> _Assigned task_
With nothing added or dropped, output every record below exactly.

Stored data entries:
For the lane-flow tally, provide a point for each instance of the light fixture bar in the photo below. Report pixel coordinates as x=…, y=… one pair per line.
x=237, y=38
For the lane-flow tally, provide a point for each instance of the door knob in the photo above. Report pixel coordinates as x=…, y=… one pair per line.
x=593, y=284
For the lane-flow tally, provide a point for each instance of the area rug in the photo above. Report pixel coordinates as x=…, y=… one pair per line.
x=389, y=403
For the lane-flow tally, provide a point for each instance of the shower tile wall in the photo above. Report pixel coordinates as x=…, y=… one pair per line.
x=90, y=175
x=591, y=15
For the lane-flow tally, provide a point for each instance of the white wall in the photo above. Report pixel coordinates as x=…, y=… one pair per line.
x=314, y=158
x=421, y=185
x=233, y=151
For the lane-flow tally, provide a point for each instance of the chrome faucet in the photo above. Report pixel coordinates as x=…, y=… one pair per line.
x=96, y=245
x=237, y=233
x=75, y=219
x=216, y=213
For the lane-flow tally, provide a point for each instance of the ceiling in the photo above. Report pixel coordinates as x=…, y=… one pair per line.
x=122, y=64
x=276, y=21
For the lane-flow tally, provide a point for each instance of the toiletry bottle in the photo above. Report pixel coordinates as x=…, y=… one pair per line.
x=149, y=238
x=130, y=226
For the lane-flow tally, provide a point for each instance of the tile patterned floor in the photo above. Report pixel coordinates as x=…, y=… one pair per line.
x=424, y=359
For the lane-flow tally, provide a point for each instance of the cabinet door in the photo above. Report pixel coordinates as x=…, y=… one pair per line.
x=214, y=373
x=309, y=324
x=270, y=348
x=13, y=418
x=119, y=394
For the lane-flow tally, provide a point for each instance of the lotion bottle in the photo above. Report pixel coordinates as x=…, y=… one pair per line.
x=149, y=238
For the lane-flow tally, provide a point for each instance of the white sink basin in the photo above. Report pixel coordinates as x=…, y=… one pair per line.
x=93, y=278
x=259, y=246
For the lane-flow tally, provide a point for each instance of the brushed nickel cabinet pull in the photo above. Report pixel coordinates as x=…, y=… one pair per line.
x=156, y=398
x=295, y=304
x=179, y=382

> _Completed exercise_
For the lane-flow tally, provide a point for each instance of the light fixture bar in the photo below. Report pixel coordinates as x=…, y=… one pair per line.
x=237, y=38
For the lane-flow tally, provide a point for each instance of the door knob in the photo above. Report pixel coordinates as x=…, y=… one pair per line.
x=593, y=284
For the lane-flow tally, provide a point for each instance of the area rug in the photo above. Report pixel coordinates as x=…, y=… one pair per line.
x=389, y=403
For the lane-flow tally, provide a point for each instance of the shower tile wall in the photo above. Report pixel coordinates as x=…, y=… one pair per line.
x=90, y=175
x=591, y=15
For the lane-flow tally, provide a point for each instance of the white wall in the photo above. Report pixel coordinates as x=…, y=… one pair per line.
x=314, y=158
x=421, y=185
x=233, y=151
For the lane-flow tally, provide a point for each instance of the chrome faucet in the photo above. Report pixel coordinates as x=…, y=… one pair per line.
x=96, y=245
x=237, y=233
x=75, y=219
x=216, y=213
For the lane-flow tally, provide a point for each instance of the ceiling in the photo above. Report pixel coordinates as x=…, y=… one pair per line.
x=122, y=64
x=276, y=21
For the lane-flow tally, provide a point for each instance of the toiletry bottle in the photo above. Report pixel coordinates as x=…, y=… one pair per line.
x=149, y=238
x=130, y=226
For the lane-flow tally, provide a point for each instance of the tile patterned floor in the photo above. Report pixel coordinates as x=…, y=… one pair per line.
x=424, y=359
For the lane-flow tally, provide a point for each instance of the cabinet door in the photo above. Report pixel coordinates as x=…, y=… one pair per line.
x=214, y=373
x=309, y=324
x=270, y=348
x=13, y=418
x=119, y=394
For the lane-flow tally, provide a point for each instance of the lotion bottle in the photo above. Report pixel coordinates as x=…, y=… one pair per line.
x=149, y=238
For the lane-flow tally, provide a point for each instance of the white sink basin in the photo above. Report pixel coordinates as x=…, y=… one pair per line.
x=93, y=278
x=259, y=246
For the lane-flow tally, provide a point for each instance of the brushed nickel cabinet pull in the photo above. Report pixel coordinates as x=…, y=… one pair per line.
x=156, y=398
x=295, y=304
x=179, y=382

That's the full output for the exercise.